Shape labeling records
○ ○ ○

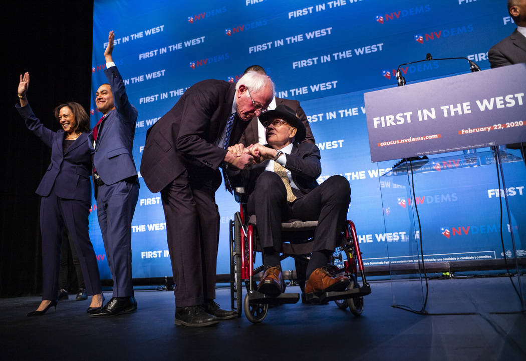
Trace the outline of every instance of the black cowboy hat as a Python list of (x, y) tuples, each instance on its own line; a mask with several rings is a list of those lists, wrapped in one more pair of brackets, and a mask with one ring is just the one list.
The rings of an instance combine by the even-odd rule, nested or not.
[(278, 105), (275, 110), (266, 111), (259, 116), (259, 121), (265, 128), (275, 119), (283, 119), (297, 129), (294, 141), (299, 143), (305, 139), (305, 136), (307, 135), (305, 126), (298, 118), (294, 111), (289, 107), (286, 105)]

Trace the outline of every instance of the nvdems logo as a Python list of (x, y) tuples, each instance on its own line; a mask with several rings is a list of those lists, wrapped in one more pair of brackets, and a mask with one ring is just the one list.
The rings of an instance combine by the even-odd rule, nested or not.
[(416, 7), (412, 7), (410, 9), (404, 10), (399, 10), (398, 11), (391, 12), (386, 14), (380, 14), (375, 17), (375, 20), (377, 23), (383, 24), (388, 21), (392, 21), (400, 19), (400, 18), (407, 17), (413, 15), (418, 15), (423, 13), (427, 13), (431, 11), (431, 5), (420, 5)]
[(443, 29), (438, 31), (432, 31), (426, 33), (422, 35), (418, 34), (414, 35), (414, 40), (417, 43), (423, 44), (424, 42), (429, 42), (431, 40), (438, 40), (441, 38), (446, 38), (448, 36), (454, 36), (455, 35), (462, 35), (471, 33), (473, 30), (473, 25), (471, 24), (467, 25), (462, 25), (457, 27), (451, 28), (450, 29)]
[(440, 229), (440, 233), (442, 234), (442, 235), (448, 239), (451, 235), (451, 233), (449, 232), (449, 230), (447, 228)]
[[(450, 231), (450, 229), (451, 231)], [(508, 231), (510, 232), (510, 226), (508, 225)], [(500, 232), (499, 225), (479, 224), (457, 227), (443, 227), (440, 229), (440, 234), (447, 239), (451, 237), (472, 236), (474, 234), (489, 234)]]
[(239, 74), (238, 75), (236, 75), (235, 76), (230, 76), (228, 77), (228, 78), (227, 78), (227, 81), (228, 81), (228, 82), (236, 82), (236, 81), (237, 81), (238, 80), (239, 80), (240, 79), (241, 79), (241, 77), (242, 76), (243, 76), (243, 74)]
[(213, 9), (203, 13), (199, 13), (195, 15), (188, 16), (188, 23), (194, 24), (198, 20), (203, 20), (206, 18), (211, 17), (227, 12), (227, 7), (223, 6), (218, 9)]
[(267, 22), (267, 19), (263, 19), (262, 20), (254, 22), (253, 23), (250, 23), (249, 24), (243, 24), (237, 26), (232, 26), (230, 28), (227, 28), (225, 29), (225, 34), (229, 36), (231, 36), (237, 33), (241, 33), (247, 30), (256, 29), (262, 26), (266, 26), (267, 24), (268, 23)]
[[(400, 68), (400, 71), (402, 75), (405, 76), (407, 74), (413, 74), (422, 71), (436, 70), (440, 66), (438, 65), (438, 61), (429, 61), (414, 65), (401, 67)], [(390, 71), (388, 69), (383, 70), (382, 70), (382, 76), (387, 79), (390, 79), (391, 77), (396, 78), (396, 69), (393, 69)]]
[(200, 60), (196, 60), (195, 61), (190, 61), (190, 67), (192, 69), (195, 69), (196, 68), (200, 66), (204, 66), (205, 65), (207, 65), (213, 63), (219, 63), (219, 61), (227, 60), (229, 58), (230, 56), (228, 55), (228, 53), (225, 53), (224, 54), (220, 54), (219, 55), (210, 56), (208, 58), (201, 59)]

○ ○ ○

> _Set exercise_
From the start of the listing through the line containing "107), (286, 105)]", give the lines as a numbered list, skipping blank lines and omitting the pictures.

> _The answer_
1. Trace the outline of every instance of the black cowboy hat as a Python list of (x, y) tuples, each instance on its own line; a mask with several rings is a list of those lists, wrapped in one more pair of brackets, and a mask with one ring is just the one list.
2. The rings of an instance combine by the even-odd rule, nested or not.
3. [(278, 105), (275, 110), (266, 111), (259, 116), (259, 121), (265, 128), (275, 119), (283, 119), (297, 129), (294, 141), (299, 143), (305, 139), (305, 136), (307, 135), (305, 126), (298, 118), (294, 111), (289, 107), (286, 105)]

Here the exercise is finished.